>>>>>

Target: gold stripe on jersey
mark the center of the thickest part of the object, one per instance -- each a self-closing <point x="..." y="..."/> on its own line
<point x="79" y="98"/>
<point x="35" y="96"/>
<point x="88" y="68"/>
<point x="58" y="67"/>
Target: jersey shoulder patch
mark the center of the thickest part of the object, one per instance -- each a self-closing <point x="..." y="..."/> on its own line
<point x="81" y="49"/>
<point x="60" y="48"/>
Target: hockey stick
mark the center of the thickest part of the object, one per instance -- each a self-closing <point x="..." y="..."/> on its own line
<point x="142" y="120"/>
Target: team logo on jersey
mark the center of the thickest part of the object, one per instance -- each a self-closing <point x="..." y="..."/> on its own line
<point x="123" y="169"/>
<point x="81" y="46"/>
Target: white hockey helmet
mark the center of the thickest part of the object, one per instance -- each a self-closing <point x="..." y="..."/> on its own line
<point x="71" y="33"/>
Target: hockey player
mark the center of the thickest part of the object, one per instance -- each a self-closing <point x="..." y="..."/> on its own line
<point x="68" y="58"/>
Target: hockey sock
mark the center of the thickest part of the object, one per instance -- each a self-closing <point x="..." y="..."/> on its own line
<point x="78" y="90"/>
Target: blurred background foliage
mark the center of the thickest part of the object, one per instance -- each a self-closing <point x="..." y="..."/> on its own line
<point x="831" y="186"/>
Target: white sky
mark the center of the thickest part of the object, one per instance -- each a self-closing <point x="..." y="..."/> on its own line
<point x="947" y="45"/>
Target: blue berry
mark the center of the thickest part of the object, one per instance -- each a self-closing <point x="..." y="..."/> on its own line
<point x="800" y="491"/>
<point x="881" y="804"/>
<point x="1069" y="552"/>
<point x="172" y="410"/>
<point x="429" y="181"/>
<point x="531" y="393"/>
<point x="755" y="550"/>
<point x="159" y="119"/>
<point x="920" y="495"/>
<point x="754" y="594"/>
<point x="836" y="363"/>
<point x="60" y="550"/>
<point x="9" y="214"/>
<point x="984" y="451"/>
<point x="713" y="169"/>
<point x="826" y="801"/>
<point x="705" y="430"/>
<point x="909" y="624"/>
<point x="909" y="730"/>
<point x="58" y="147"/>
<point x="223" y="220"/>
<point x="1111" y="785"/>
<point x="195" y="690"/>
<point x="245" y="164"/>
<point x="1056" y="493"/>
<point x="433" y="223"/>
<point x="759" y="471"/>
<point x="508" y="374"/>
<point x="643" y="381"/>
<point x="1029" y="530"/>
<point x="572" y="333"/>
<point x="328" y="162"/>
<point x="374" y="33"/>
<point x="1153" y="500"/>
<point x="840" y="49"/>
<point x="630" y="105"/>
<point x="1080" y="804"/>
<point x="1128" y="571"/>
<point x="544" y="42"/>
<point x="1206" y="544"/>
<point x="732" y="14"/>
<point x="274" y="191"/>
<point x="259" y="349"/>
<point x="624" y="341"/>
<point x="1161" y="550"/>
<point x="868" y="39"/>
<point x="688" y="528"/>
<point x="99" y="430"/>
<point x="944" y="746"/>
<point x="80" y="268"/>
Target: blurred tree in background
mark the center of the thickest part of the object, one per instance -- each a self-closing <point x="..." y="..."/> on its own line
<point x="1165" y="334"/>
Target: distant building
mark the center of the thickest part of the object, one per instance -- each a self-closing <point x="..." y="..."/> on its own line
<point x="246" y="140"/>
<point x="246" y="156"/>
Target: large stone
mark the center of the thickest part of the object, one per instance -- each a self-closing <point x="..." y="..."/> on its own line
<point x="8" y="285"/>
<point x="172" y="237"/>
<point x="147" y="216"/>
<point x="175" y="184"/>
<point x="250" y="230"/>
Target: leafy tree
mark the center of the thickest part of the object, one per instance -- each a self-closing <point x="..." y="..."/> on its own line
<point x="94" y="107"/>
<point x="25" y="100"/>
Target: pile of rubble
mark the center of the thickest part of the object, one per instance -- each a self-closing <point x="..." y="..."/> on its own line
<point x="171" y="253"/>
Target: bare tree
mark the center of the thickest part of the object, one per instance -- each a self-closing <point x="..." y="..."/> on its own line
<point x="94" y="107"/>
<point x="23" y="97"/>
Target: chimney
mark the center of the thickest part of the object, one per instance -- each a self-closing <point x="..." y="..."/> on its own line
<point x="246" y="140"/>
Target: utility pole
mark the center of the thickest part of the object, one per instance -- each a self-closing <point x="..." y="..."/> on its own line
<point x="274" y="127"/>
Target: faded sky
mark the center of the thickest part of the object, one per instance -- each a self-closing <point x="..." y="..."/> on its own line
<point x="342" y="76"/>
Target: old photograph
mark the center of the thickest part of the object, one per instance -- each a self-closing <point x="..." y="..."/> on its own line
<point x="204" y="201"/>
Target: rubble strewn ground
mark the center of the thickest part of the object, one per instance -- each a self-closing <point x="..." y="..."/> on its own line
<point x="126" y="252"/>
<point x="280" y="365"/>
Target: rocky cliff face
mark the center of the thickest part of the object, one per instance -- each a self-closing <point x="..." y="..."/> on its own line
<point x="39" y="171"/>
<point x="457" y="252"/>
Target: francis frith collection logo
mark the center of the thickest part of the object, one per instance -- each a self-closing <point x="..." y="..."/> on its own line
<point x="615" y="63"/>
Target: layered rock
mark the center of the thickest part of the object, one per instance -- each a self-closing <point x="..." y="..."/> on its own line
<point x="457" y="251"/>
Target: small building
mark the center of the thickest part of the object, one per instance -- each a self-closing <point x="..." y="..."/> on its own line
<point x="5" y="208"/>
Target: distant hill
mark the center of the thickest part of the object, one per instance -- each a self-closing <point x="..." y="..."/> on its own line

<<<<<

Could you work out how many lines of the data above contain the word "distant"? Give only the number.

2